EXERCISE INSTRUCTIONS » Count every line in the following entries where the word "asphalt" appears. Give the count alone.

THE INPUT »
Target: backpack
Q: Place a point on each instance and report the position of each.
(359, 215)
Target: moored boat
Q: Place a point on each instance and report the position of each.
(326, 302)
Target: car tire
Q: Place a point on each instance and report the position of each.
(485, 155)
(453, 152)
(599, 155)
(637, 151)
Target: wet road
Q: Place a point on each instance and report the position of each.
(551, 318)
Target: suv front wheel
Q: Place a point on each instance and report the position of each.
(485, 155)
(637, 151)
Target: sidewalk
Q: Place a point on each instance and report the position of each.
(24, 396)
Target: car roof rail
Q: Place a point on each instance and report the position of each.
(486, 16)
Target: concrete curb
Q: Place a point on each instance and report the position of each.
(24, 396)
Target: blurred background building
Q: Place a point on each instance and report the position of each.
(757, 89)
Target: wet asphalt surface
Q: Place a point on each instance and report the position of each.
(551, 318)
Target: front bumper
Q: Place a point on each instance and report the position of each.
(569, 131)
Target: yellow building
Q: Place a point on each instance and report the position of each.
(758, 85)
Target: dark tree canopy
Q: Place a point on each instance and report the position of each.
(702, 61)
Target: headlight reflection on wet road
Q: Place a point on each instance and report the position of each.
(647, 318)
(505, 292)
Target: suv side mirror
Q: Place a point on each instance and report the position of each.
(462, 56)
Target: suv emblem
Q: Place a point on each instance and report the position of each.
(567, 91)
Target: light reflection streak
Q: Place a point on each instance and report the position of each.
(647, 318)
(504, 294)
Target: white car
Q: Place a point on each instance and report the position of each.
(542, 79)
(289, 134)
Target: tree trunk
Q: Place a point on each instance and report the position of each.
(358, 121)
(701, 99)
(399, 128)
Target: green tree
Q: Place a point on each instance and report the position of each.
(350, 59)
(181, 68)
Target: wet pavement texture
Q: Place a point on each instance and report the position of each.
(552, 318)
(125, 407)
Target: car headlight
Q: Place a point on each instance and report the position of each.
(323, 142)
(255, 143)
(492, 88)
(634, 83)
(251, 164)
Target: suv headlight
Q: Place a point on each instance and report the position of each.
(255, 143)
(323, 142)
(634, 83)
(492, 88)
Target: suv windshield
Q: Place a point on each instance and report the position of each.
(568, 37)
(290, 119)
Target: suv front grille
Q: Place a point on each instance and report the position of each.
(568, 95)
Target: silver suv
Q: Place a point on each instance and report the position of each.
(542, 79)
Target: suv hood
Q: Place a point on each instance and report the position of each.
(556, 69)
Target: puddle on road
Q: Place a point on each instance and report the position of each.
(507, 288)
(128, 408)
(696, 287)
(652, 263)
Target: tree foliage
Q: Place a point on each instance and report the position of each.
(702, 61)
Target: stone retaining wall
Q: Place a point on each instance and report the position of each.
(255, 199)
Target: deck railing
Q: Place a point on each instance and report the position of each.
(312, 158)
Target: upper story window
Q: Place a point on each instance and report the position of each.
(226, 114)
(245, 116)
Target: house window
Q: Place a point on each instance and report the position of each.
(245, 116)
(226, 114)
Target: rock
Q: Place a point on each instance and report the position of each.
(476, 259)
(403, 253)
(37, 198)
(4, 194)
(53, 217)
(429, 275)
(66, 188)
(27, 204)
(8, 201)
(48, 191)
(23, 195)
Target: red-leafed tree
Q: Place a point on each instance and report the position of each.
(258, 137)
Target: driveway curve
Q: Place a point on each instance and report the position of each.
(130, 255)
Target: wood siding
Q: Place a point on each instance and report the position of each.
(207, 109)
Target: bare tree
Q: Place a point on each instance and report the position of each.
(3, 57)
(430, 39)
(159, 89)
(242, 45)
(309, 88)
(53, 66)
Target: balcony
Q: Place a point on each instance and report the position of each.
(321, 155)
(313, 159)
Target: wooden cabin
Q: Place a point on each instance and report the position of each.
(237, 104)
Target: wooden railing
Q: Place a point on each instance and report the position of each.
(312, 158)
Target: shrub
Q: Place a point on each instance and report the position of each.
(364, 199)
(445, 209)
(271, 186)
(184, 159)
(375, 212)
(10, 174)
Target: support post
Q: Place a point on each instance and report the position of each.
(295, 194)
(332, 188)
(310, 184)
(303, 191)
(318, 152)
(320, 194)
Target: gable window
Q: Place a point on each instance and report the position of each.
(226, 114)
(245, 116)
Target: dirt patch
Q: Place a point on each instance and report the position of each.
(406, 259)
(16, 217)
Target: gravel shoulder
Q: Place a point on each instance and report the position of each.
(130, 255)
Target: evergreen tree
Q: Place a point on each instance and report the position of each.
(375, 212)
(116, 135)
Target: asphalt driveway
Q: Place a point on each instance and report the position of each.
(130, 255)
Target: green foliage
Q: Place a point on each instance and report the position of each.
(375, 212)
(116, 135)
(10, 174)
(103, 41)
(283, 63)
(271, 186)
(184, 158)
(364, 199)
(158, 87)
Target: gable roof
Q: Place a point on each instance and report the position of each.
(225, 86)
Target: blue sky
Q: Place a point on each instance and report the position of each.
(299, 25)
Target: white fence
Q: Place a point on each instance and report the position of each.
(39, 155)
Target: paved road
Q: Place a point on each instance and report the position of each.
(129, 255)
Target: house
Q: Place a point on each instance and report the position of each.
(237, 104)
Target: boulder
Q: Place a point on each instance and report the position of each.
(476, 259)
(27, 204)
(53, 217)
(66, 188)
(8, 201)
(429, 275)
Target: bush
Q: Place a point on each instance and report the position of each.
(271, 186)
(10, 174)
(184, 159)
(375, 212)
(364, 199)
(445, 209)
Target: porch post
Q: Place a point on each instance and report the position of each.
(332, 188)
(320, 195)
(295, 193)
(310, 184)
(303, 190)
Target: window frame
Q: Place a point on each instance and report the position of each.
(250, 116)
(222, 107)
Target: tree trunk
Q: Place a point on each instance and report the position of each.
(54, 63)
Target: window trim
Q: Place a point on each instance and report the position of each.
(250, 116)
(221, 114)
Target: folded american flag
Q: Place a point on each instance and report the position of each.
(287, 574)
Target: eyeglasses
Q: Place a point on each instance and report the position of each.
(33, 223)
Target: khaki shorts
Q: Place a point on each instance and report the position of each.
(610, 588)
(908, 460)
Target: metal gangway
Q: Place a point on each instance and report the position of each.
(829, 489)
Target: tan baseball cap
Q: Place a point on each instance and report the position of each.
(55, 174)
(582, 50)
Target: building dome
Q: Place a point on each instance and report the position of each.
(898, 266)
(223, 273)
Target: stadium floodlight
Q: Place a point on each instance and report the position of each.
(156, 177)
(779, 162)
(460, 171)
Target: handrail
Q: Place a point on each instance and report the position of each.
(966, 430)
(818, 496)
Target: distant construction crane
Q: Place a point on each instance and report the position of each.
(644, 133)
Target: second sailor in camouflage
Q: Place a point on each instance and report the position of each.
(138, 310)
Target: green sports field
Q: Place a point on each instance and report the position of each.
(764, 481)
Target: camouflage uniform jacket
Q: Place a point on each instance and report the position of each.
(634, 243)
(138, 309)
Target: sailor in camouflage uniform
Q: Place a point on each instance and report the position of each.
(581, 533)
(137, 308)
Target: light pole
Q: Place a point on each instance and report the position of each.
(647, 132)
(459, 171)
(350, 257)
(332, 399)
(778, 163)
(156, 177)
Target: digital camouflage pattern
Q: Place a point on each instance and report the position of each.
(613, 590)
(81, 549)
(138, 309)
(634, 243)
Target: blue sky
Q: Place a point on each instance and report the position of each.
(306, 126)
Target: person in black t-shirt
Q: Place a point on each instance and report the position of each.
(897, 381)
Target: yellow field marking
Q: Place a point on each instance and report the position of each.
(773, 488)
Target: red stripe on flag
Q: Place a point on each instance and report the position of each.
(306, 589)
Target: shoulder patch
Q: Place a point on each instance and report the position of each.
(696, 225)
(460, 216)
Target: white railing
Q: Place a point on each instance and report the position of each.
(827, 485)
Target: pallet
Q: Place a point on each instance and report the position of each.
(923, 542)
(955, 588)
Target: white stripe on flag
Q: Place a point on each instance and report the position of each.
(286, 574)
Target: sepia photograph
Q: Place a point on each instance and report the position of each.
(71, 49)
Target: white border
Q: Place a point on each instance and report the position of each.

THE COMPLETED TASK » 2